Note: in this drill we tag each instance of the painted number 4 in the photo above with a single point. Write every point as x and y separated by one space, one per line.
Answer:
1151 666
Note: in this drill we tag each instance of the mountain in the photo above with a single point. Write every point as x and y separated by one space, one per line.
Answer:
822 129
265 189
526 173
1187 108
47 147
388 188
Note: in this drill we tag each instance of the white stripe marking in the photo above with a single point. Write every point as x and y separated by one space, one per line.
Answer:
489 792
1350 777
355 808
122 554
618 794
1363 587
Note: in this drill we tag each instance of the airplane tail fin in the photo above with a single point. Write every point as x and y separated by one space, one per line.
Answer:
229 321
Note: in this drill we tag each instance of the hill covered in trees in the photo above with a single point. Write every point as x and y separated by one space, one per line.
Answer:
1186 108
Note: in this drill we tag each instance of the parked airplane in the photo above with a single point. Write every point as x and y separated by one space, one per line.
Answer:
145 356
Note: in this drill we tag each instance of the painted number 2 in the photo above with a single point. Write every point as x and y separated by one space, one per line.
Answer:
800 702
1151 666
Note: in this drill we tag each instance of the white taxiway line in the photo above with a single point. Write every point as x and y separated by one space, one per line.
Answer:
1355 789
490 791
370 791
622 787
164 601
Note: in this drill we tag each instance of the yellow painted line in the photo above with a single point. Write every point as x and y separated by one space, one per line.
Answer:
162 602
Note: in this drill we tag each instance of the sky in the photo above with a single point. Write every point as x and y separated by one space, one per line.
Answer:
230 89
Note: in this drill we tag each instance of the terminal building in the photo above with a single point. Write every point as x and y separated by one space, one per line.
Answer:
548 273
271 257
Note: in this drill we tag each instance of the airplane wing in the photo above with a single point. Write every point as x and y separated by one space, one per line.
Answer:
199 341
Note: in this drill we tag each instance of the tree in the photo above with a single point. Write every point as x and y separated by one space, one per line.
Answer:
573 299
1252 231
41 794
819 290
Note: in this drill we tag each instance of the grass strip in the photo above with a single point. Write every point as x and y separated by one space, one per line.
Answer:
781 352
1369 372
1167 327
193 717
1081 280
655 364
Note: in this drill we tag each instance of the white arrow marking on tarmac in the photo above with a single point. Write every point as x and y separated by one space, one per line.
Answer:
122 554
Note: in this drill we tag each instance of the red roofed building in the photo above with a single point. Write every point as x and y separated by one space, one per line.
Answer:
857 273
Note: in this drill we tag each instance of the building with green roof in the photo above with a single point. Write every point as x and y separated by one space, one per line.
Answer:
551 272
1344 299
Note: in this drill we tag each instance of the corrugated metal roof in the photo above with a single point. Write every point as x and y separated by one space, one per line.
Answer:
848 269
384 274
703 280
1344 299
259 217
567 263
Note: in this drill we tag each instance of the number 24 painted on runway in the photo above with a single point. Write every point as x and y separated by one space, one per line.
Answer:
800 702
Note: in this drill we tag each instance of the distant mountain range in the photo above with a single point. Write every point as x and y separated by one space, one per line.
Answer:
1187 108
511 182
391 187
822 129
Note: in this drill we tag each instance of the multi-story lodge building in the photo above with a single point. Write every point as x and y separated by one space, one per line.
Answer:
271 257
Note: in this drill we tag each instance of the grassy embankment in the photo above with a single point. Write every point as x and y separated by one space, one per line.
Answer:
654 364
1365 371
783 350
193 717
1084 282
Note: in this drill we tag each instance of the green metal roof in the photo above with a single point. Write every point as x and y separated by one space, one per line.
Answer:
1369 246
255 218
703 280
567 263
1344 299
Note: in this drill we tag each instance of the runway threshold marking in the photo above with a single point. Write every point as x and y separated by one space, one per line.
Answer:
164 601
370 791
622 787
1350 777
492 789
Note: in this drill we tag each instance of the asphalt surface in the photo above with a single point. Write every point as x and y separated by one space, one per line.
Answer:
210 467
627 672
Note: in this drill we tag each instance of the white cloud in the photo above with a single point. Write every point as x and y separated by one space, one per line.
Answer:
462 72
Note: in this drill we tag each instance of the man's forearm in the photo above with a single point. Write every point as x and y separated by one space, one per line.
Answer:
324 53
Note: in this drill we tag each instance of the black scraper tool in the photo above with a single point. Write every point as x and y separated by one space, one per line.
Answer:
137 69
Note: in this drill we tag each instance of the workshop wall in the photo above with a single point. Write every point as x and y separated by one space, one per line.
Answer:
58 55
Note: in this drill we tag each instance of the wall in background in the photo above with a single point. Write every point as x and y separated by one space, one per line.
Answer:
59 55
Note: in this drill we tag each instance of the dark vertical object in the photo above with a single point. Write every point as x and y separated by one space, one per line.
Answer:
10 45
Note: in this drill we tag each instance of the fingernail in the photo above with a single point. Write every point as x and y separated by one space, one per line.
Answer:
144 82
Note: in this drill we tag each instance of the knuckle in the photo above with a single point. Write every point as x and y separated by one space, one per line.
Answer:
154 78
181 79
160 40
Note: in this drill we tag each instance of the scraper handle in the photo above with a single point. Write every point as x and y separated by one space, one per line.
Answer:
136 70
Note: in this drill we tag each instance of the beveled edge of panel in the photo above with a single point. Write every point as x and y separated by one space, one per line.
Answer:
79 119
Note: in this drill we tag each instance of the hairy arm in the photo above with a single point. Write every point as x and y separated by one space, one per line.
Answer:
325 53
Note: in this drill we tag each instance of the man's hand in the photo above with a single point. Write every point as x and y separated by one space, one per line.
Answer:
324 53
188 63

+===+

## Short problem
Rewrite all of the data above, putting "exercise" wherever "drill" appears and leaving everything else as it is.

## Response for this exercise
Note: in this exercise we tag each instance of the painted number 4 in the photo above with a single point. Write every point as x and y separated by one space, one per line.
Answer:
1151 666
Note: in this exercise we tag each instance of the mountain in the photo above with a single point. Write every point as x and y separated by one space, one per line.
Answer:
822 129
265 189
526 173
1187 108
47 147
388 188
Note: in this exercise we tag each instance of the white stripe marking in the photo above with a single point. Write every point as x and y separated by one space, one per line.
Answer:
489 792
1350 777
355 808
122 554
618 794
1363 587
Note: in this exercise we tag each instance of the airplane tail fin in the photo above with a single point. Write every point as x and y separated by one space, one per line.
Answer:
229 321
Note: in this exercise we tag each instance of the hill covered in trees in the photo above with a single point. Write every point as x and y separated by one space, one per line.
Answer:
1186 108
Note: in this exercise we tag each instance of the parked airplane in the photo above with a single point. Write every point as x and y separated by one space, one per line.
Answer:
145 356
Note: in this exercise we tag each instance of the painted number 2 in the photo above with a single point. Write every point as x and y separated by one space, one per line.
Answer:
800 702
1151 666
Note: in this exercise we tag each instance of the white taxiway line in the photo above with a single point. Write every point as x and y separated by one space, one per line.
Answer:
1355 789
490 791
370 791
622 787
164 601
Note: in this exercise we tag each instance of the yellow painted line in the photo above with a single point. Write every point as x and y separated by one space, one per line.
Answer:
162 602
Note: in this exercise we tag each instance of the sky in the photo above with a single point. Write every point as x and y separated by one space, one per line.
Answer:
230 89
Note: in this exercise we tag each instance of the terminal building in the photo above with a single point. Write every point as x and y separated by one space, one per line.
Answer:
548 273
271 257
Note: in this exercise we tag each instance of the airplane wing in the photo above with a single point. Write every point as x and y separated by one space, one per line.
Answer:
199 341
Note: in this exercise we tag each instance of the tree in the photo above with a single point. Write every point as x and y separated by one space, one per line.
Answer:
573 299
1252 231
41 794
819 290
Note: in this exercise we tag each instance of the grass strip in the photo above with a single point. Write every point as x and y separated by one space, one per line.
Answer:
781 352
1369 372
1167 327
193 717
1081 280
655 364
Note: in this exercise we tag each instance of the white arrow marking on tarmac in the photo above with a single point. Write every point as x and y separated by one space, one per line.
Answer:
122 554
Note: in this exercise we tag each instance of the red roofed building in the photo above with a single point. Write every point as x and y separated by one space, one per line.
Answer:
857 273
Note: in this exercise we tag each instance of the building with green roof in the photo above with a single point. Write every point as x and y separated by one space, one per line.
Answer:
551 272
1344 299
Note: in this exercise we tag each instance of the corrugated metal roof in the photo above with a single point. Write every point as x and y separated by one space, one per line.
Answer:
848 269
384 274
703 280
1344 299
259 217
567 263
Note: in this exercise we tag each instance of the number 24 painted on runway in the photo above with a single point. Write every point as x and y separated by one space, one per line.
Answer:
800 702
Note: in this exercise we tag each instance of the distant mountain range in the photo above with a single point. Write every point as x and y separated by one space, one per line.
Answer:
1187 108
511 182
391 187
822 129
Note: in this exercise we tag each instance of the multi-story lodge building in the photo above with a single point. Write every point as x and y separated by one space, one per line.
Answer:
271 257
Note: in this exercise we tag each instance of the grassy embankment in the photo above with a single point. Write every point as x and y separated by one space, one per line.
Answer:
654 364
1365 371
783 350
193 717
1084 282
Note: in this exercise we tag each instance of the green metal roof in the photo above with a single point. Write every point as x and y separated by one space, one per line.
Answer:
1369 246
255 218
703 280
567 263
1344 299
Note: in this exercise we tag each instance of the runway threshold marking in the photo above with a single point. Write every point as x and y separated by one space, one per line.
Answer:
164 601
370 791
622 787
1350 777
492 789
Note: in this exercise we tag each instance of the asphalt surface in the photo above with a single point. Write every point as x and y separated by one space, one per line.
Answer:
210 467
627 672
Note: in this exercise we tag each instance of the white cloud in the photo above with a single point. Write every point as x and y separated by one space, one per line.
Answer:
462 72
Note: in this exercise we tag each instance of the man's forearm in the photo above with a single point. Write every point as x and y separated by one space, one per line.
Answer:
324 53
Note: in this exercise we tag each instance of the black scraper tool in the photo above with a single point. Write every point as x and y separated by one space, one per line.
Answer:
137 69
Note: in this exercise we tag each instance of the workshop wall in the photo above with a single point. Write every point as x and y separated by one space, one per line.
Answer:
58 55
Note: in this exercise we tag each instance of the wall in background in the photo above with a single point. Write every point as x and y separated by one space, one per line.
Answer:
59 55
Note: in this exercise we tag each instance of the dark vertical object in the photo above with a single point. Write every point as x and y separated by one space, one per line.
Answer:
10 45
Note: in this exercise we tag each instance of the fingernail in the photo above with a single point. Write every point as x and y separated by one space, one per line.
Answer:
144 82
Note: in this exercise we tag each instance of the knuckle in the photo above with a single point. Write every point as x and y separated by one space, one per line.
Answer:
154 78
181 79
160 40
Note: in this exercise we tag each instance of the scraper handle in the photo above with a single point. Write every point as x and y separated by one space, one per line.
Answer:
136 70
Note: in this exercise we tag each instance of the beveled edge of panel in the photo above with a single point. Write every point as x and y separated by one space, one per line.
Answer:
79 119
Note: in this exercise we tag each instance of the hairy arm in the photo above with a single point. Write every point as x and y separated by one space, one per line.
Answer:
325 53
Note: in this exercise we tag each instance of the man's hand in the photo above with a single point. Write every point as x and y separated by one space, one per line.
Answer:
324 53
188 63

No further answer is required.